:: INSTRUCTIONS TO FOLLOW ::
In the listing below, rewrite the stretch from the line containing "of the steel" through the line containing "Target: steel beam", replacing "steel beam" with "iron girder" and leaving everything else unchanged.

[Records from a data collection]
——
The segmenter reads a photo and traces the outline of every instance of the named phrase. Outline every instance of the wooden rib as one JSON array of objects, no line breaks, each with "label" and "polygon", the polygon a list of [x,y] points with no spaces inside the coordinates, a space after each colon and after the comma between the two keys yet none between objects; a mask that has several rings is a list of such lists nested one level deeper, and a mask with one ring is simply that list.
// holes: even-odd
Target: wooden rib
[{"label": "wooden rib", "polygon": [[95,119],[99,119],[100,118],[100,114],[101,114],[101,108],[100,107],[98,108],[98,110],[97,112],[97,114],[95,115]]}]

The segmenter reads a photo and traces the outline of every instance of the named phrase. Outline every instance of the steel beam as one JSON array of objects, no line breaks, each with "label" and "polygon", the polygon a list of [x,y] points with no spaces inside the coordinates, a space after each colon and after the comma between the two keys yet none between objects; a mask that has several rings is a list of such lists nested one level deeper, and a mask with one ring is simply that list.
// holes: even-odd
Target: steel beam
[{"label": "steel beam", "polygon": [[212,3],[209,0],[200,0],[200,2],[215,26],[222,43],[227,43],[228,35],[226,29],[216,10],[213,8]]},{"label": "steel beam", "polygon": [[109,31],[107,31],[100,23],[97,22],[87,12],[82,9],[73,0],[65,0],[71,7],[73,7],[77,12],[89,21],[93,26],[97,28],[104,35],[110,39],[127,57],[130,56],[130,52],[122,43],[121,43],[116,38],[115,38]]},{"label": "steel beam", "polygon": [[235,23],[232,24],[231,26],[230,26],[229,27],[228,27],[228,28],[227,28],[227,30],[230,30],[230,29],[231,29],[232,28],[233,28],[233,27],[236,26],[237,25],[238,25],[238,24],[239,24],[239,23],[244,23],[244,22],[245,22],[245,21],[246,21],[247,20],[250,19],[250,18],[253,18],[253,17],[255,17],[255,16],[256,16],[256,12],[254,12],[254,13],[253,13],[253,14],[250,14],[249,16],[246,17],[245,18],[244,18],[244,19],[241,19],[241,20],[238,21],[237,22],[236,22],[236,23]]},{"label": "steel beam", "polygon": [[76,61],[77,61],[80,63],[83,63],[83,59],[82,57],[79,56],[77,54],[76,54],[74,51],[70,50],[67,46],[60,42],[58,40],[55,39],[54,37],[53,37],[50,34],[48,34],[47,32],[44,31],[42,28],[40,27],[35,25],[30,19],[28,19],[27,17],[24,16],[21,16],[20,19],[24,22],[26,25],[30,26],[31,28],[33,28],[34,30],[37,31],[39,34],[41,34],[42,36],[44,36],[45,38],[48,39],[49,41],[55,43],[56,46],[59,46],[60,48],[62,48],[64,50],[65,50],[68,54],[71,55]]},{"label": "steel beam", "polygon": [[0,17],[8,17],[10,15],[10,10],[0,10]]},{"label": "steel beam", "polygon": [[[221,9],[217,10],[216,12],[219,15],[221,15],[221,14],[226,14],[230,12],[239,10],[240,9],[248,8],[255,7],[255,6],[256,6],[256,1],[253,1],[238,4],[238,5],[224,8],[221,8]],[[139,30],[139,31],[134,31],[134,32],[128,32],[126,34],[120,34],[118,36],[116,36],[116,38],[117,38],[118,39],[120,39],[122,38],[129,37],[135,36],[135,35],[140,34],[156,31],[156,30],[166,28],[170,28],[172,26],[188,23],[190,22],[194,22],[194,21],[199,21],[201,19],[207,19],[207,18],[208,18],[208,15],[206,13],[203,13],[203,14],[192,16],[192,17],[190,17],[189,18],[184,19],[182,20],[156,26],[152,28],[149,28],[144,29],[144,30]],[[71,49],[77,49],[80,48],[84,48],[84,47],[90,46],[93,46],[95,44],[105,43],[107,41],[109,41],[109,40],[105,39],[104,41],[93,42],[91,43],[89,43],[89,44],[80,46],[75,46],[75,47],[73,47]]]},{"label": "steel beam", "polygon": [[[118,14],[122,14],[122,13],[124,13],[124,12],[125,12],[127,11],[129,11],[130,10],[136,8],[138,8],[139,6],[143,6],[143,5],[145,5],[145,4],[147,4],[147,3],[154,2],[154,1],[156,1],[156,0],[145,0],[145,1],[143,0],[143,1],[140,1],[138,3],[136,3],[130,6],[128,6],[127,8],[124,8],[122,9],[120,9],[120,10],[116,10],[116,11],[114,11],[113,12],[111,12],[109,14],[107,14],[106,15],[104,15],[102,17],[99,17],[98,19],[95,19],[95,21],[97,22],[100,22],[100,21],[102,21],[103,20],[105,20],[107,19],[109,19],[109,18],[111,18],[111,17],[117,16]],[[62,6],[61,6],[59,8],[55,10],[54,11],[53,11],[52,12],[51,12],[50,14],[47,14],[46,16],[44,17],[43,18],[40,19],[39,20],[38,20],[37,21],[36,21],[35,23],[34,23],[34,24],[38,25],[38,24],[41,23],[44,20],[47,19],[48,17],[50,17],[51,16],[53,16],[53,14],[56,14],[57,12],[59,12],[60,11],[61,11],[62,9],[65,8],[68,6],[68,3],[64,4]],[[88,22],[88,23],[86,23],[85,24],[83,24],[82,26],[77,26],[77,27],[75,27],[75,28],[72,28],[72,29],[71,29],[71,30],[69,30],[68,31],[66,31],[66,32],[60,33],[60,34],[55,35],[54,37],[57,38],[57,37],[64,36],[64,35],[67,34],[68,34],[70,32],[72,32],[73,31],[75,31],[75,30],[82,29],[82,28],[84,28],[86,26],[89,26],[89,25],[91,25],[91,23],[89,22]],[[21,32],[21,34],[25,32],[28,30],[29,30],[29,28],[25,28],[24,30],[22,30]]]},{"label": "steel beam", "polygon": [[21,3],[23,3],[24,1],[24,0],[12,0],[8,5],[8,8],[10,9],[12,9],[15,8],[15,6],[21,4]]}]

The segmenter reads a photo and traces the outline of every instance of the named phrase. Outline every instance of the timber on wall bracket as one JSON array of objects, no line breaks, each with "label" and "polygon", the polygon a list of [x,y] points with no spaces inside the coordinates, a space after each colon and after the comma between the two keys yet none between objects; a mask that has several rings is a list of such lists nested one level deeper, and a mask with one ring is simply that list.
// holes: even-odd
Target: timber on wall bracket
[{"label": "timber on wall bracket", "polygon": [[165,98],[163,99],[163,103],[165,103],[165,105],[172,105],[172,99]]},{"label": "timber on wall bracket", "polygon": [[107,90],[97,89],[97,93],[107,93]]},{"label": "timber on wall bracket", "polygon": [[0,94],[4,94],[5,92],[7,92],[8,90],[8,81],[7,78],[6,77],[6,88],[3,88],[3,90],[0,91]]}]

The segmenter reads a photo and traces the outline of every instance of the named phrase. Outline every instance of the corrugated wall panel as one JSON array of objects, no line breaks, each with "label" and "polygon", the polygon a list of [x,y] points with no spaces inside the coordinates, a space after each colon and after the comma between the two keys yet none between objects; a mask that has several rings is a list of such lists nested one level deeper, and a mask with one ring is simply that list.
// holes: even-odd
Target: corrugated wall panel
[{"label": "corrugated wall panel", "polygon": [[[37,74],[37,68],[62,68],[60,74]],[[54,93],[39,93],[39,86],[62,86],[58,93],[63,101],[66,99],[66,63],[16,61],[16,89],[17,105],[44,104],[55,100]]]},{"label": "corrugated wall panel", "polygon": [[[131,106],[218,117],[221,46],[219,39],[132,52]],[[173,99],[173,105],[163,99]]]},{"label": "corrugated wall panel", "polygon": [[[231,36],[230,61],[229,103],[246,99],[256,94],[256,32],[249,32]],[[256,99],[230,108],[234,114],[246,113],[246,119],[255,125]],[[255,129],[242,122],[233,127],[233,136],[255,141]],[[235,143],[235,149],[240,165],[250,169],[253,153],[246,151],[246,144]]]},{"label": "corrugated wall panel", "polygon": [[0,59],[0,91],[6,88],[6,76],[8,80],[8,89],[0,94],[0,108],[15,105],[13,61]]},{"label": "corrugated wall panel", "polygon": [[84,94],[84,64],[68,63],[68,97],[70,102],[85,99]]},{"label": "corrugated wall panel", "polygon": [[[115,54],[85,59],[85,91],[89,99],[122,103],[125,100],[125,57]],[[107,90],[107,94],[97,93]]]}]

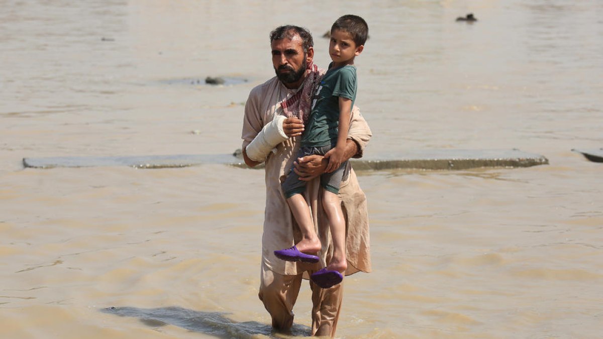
——
:: ANSWER TO THE TASK ::
The segmenter reads a photo and traces the outline of every instance of the named phrase. Outline every instance of the iron girder as one JSON array of objects, no line breaks, each with "label" and "polygon", the polygon a list of [x,y] points with no spaces inside the coordinates, a space after each colon and after the comma between the two keys yet none between objects; a mask that has several rings is a list of such lists nested one level deeper, and a mask with one ring is simply that list.
// holes: even-odd
Target: iron girder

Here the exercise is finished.